Referring expression data
<<<<
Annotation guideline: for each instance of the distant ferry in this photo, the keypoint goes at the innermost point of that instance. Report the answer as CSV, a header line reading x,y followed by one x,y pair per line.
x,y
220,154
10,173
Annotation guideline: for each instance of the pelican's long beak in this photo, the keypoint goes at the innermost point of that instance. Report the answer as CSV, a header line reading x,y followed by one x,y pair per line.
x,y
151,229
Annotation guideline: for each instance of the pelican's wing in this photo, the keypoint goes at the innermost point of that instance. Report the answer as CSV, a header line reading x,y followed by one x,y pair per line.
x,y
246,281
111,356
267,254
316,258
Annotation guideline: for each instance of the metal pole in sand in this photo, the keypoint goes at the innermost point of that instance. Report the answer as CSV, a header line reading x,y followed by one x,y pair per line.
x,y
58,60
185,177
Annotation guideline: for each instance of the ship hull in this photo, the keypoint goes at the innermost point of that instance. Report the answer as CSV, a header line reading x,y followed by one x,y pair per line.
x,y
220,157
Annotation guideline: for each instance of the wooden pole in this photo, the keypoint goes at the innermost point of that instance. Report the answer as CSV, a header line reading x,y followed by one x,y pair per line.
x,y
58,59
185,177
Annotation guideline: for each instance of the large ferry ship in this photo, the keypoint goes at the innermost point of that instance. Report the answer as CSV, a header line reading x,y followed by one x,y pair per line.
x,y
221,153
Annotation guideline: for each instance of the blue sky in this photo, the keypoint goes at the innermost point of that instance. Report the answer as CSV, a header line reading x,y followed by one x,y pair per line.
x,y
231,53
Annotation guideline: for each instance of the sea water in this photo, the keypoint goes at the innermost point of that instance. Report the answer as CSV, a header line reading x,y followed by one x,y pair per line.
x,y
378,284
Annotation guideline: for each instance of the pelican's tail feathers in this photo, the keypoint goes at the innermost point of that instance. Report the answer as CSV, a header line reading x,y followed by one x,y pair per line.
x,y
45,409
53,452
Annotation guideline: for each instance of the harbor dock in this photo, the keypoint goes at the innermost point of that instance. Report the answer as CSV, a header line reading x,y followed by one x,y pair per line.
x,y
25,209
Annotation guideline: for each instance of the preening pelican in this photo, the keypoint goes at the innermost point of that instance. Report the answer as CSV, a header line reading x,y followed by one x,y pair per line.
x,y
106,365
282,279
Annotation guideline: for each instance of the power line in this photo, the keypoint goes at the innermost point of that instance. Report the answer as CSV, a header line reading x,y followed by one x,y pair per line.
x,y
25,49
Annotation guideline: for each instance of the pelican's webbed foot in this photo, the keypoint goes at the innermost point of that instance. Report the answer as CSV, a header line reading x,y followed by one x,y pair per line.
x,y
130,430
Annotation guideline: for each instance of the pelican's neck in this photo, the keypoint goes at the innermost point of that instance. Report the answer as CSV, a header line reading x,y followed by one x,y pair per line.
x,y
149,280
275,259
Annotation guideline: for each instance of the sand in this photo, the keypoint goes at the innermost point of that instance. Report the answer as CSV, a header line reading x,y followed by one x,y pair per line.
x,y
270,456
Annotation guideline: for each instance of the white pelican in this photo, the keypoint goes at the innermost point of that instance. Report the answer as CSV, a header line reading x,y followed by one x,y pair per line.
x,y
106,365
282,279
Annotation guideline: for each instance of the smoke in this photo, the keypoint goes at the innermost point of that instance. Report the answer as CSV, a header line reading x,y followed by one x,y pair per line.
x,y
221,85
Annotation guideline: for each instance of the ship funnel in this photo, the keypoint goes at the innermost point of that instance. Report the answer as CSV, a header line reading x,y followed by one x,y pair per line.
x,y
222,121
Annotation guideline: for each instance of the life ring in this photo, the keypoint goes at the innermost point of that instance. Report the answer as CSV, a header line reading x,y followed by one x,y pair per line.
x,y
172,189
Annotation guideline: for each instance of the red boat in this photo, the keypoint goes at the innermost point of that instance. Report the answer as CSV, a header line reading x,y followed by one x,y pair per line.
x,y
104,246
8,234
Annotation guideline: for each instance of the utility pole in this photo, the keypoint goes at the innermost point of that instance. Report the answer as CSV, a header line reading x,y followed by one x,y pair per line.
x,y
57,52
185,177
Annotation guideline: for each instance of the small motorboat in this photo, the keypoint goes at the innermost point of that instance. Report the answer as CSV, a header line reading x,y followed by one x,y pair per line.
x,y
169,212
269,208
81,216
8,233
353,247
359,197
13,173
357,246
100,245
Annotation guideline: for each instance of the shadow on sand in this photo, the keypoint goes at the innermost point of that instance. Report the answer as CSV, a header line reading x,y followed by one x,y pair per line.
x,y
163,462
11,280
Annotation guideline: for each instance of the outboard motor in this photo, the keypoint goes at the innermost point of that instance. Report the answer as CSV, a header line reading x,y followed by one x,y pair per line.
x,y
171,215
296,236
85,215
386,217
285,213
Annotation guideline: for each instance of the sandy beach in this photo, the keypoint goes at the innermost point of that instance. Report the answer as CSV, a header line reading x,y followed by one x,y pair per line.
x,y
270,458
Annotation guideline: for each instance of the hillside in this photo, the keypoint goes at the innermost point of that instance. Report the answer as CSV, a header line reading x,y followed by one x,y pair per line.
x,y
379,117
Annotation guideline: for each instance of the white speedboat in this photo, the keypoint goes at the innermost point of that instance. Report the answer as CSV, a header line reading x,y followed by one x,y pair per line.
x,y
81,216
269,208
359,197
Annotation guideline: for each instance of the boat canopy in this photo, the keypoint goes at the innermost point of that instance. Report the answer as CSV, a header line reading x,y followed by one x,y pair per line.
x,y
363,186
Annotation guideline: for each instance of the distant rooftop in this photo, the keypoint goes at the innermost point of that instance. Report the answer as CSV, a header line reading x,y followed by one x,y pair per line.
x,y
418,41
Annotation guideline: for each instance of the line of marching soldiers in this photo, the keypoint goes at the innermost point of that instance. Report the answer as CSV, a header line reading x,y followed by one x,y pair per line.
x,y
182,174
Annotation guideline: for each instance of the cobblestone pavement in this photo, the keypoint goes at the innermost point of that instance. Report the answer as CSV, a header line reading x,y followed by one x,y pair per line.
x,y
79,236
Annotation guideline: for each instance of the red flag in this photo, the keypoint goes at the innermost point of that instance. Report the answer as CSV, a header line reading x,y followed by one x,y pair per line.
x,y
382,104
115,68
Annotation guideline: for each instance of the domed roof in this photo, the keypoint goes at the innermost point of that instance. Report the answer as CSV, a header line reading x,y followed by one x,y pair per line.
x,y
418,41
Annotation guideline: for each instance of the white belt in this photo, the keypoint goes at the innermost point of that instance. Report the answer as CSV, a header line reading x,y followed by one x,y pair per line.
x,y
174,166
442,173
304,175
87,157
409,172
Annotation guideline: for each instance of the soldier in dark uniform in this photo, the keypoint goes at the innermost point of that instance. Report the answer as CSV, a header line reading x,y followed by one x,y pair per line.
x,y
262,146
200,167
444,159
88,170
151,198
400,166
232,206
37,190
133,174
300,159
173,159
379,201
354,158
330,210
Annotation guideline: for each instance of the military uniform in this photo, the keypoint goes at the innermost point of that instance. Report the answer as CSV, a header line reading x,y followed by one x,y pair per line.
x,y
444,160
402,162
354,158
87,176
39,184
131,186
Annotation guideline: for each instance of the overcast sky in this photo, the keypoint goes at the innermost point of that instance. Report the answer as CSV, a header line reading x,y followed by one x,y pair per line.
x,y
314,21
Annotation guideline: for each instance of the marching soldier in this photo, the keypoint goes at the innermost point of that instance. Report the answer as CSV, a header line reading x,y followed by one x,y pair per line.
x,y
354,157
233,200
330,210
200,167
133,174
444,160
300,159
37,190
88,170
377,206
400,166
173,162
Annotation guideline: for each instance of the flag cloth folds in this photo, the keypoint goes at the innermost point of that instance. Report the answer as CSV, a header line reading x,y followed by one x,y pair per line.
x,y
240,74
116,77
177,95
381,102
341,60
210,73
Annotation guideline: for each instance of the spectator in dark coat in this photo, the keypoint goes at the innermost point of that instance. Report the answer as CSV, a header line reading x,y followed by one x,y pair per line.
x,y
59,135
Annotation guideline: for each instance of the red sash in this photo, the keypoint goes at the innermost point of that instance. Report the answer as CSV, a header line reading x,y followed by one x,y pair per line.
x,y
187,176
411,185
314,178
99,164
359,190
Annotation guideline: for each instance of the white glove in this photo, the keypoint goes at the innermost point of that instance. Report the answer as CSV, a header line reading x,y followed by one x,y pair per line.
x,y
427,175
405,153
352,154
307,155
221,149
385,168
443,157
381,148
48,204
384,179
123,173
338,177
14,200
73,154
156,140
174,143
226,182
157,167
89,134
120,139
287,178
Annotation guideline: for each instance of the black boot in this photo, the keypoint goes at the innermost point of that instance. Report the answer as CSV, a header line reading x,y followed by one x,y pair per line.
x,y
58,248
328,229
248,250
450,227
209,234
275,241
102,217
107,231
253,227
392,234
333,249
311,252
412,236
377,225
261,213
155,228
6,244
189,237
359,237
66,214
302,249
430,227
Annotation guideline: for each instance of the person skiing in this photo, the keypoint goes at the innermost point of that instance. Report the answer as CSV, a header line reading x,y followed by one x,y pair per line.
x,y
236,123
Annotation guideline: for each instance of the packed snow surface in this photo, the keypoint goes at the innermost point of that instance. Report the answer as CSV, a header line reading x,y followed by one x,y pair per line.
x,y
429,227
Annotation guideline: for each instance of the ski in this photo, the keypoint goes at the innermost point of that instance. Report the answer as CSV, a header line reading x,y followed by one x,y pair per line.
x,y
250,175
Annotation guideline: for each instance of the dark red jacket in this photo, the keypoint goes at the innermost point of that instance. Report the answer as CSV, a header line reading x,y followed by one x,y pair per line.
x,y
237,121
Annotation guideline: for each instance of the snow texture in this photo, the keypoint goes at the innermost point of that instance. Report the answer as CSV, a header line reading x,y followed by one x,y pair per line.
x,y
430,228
>>>>
### Directions for this task
Each line from the one containing "Annotation guideline: for each instance of the packed" to the final line of the entries above must be returned exactly, and no other line may appear.

### Response below
Annotation guideline: for each instance of the packed snow surface in this photo, the keypoint goes at the innermost point of that instance. Report the answer as CSV, a header line reading x,y followed by one x,y pair per line.
x,y
429,227
Annotation guideline: for each instance of the ski in this photo, the keypoint goes at the innermost point of that instance. Report the answer as CSV, a header line reading x,y followed by one x,y pair per line.
x,y
250,175
Annotation guideline: for each instance of the dark red jacket in this photo, the keypoint goes at the innermost point of that instance. Report the answer as CSV, a header line reading x,y followed by one x,y pair per line.
x,y
237,121
Annotation guideline: for each instance of the snow texture in this photo, the keypoint goes at the innermost point of that instance. Report the answer as CSV, a header line reading x,y followed by one x,y pair per line.
x,y
430,228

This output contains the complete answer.